Quand Nuit Debout cherche à s’étendre aux quartiers populaires

Cet appel à étendre Nuit Debout aux quartiers populaires a été lancé quelques jours seulement après le 31 mars. Le 9 avril sur la place de la République à Paris, Almamy Kanouté (mouvement Emergence), prenait la parole pour inviter à « aller en banlieue, ne pas rester place de la République », parce qu’ « on est nombreux à se poser la question : où est la banlieue ? ». Et revenant sur son parcours personnel : « Je me suis intéressé à la politique parce que localement je sentais du mépris de la part des cols blancs de ma ville. Leur souhait c’était de me voir enfermé dans mon association, organiser des tournois de foot, des évènements culturels, rester enfermé dans mon quartier. Et le jour où j’ai quitté mon quartier, j’ai rencontré des gens intéressants ». Almamy Kanouté concluait sous un tonnerre d’applaudissements que « si on réussit à faire la fusion entre les Parisiens et les banlieusards, là, ils auront peur »

C’est bien la perspective de cette jonction qui était évoquée ce soir à Saint-Ouen. L’assemblée a duré deux heures trente au cours desquelles les gens ne cessaient d’affluer, certains attirés par la seule pancarte « Nuit Debout » suspendue à l’entrée du parc, tous ayant entendu parler du mouvement, de près ou de loin. L’AG a commencé avec un premier tour de parole et de présentation où chacun racontait un peu pourquoi il était là et ce qu’il attendait de la mobilisation.

+ + + + + + +

À faire ▸
a) Répondez aux questions suivantes sur l’extrait consacré à Nuit Debout.
(i) À quelle date et en quel lieu Almamy Kanouté a-t-il pris la parole ?
(ii) Combien de temps l’assemblée de Saint-Ouen a-t-elle duré ?
(iii) Qu’est-ce qui était suspendu à l’entrée du parc ?
b) Pour chaque affirmation, dites si elle s’accorde avec l’extrait consacré à Nuit Debout. Répondez par oui ou non et citez les mots du texte qui le montrent.
(i) Almamy Kanouté fait partie du mouvement Emergence.
(ii) L’assemblée de Saint-Ouen a duré une heure.
(iii) L’AG a débuté par un tour de parole et de présentation.
c) Reprenez l’extrait consacré à Nuit Debout dans les quartiers populaires et poursuivez-le après sa dernière phrase.

Lignes d’un jeu de données de pointage:
+ + + + + + +

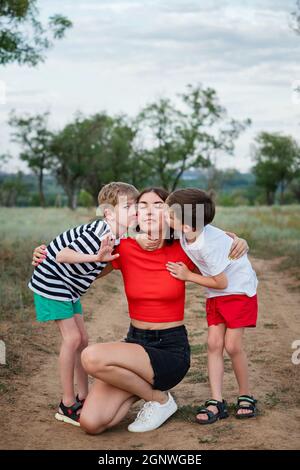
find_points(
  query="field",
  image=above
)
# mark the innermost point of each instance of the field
(29, 389)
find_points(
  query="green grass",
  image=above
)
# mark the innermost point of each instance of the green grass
(21, 229)
(270, 231)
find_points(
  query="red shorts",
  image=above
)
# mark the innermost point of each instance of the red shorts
(236, 310)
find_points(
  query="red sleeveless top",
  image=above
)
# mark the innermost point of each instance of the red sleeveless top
(153, 295)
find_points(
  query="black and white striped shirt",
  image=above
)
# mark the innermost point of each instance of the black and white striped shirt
(63, 281)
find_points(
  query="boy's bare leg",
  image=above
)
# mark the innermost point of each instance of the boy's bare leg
(80, 374)
(216, 335)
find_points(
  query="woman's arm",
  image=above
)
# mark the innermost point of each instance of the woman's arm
(239, 246)
(182, 272)
(108, 269)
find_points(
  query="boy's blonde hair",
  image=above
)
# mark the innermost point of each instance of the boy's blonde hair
(109, 194)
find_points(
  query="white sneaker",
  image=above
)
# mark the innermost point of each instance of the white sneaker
(153, 415)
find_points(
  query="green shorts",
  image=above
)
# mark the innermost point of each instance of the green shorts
(49, 309)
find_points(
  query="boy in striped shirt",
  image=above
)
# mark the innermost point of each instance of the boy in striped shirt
(74, 259)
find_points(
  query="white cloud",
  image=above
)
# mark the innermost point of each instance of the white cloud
(122, 54)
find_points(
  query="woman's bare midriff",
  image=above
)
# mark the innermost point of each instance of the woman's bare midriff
(155, 326)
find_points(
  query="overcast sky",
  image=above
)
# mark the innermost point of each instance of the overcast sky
(122, 54)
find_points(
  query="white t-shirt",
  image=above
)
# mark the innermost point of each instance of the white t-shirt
(210, 253)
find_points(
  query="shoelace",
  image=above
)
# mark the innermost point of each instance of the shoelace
(146, 412)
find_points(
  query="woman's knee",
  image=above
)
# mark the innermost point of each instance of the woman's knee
(84, 341)
(90, 426)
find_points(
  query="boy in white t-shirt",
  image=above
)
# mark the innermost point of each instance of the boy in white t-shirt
(231, 302)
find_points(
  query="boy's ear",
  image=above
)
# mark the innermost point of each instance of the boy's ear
(186, 228)
(107, 213)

+ + + + + + +

Réponses par consigne ▸
a)
(i) Le 9 avril, sur la place de la République à Paris.
(ii) Deux heures trente.
(iii) La seule pancarte « Nuit Debout ».

b)
(i) Oui : « Almamy Kanouté (mouvement Emergence) ».
(ii) Non : « L’assemblée a duré deux heures trente ».
(iii) Oui : « L’AG a commencé avec un premier tour de parole et de présentation ».

c)
Contre la loi travail et bien plus, pour un autre modèle de société

Intervention après intervention, la parole se déliait et la colère s’exprimait, contre la loi travail mais bien plus largement, dénonçant les injustices de la société. « Ils veulent faire de nous de la chair à canon pour les élites, une poignée qui décide à la place de tous les autres », s’indignait l’un des présents. « On se bat contre le gouvernement, certes, mais la question c’est surtout de savoir si on veut un gouvernement », interrogeait une femme. « Au-delà des différentes luttes, la question qui se pose c’est celle du pouvoir », rebondissait un troisième, tandis que l’assemblée marquait son accord en tournant les deux mains en l’air. « Quand on voit que l’Etat débloque 650 millions pour les salaires des flics, après une seule manifestation, et qu’à côté de ça, ils proposent seulement 400 millions pour toute la jeunesse, c’est qu’il y a un problème » ; « On ne peut pas refuser que des personnes dorment dehors alors qu’il y a tant de richesses. Tant qu’une personne dort dehors, on ne peut pas considérer qu’on est une civilisation », entendait-on encore.

Parmi les sujets mentionnés, se trouvaient la question de l’état d’urgence, de la criminalisation du mouvement social et de la répression des manifestations, qui prennent une teneur toute particulière à Saint-Ouen où police et militaires patrouillent devant les lycées. Un débat a eu lieu sur le fait de sortir ou non de l’Union européenne.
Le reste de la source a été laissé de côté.